» THE PROBLEM:
Extract every line below that contains the string "building", matching case exactly.

☆ ☆ ☆ ☆

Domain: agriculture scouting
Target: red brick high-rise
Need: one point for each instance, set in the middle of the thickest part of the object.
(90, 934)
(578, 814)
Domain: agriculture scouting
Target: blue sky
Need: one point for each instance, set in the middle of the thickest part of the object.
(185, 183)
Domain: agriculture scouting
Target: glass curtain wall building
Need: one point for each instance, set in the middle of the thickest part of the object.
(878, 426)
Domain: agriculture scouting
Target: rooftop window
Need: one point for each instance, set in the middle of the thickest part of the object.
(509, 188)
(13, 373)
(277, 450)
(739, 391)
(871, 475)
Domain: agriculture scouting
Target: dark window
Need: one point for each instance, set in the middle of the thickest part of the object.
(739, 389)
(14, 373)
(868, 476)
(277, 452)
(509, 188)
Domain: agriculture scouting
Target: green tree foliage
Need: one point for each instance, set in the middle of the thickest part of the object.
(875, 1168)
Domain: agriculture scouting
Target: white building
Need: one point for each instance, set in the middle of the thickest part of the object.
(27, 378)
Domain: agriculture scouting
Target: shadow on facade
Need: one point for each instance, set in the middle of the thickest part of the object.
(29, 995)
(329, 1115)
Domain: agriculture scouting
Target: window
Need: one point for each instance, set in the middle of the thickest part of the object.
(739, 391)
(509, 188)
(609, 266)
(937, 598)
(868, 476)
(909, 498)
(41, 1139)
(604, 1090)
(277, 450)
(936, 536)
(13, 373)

☆ ☆ ☆ ☆

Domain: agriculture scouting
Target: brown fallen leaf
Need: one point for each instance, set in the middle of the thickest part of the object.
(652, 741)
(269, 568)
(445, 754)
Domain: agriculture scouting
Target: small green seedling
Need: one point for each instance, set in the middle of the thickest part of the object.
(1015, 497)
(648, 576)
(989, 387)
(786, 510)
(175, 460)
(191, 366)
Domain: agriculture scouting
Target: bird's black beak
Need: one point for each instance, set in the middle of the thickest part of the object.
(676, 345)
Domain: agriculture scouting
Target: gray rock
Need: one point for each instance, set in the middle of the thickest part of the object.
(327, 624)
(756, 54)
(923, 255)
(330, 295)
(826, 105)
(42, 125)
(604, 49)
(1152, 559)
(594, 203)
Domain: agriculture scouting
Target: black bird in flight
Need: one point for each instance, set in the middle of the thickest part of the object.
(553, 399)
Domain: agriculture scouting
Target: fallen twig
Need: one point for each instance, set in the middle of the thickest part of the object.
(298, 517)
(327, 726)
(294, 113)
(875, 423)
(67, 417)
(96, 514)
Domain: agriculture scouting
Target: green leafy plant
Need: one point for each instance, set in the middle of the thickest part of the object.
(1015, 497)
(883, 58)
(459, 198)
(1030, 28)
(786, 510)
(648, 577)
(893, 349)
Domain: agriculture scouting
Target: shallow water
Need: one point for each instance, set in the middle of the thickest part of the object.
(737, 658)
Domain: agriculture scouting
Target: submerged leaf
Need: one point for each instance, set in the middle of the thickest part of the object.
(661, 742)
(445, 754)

☆ ☆ ☆ ☆

» TASK RESPONSE:
Target: glass curtain wall building
Target: white building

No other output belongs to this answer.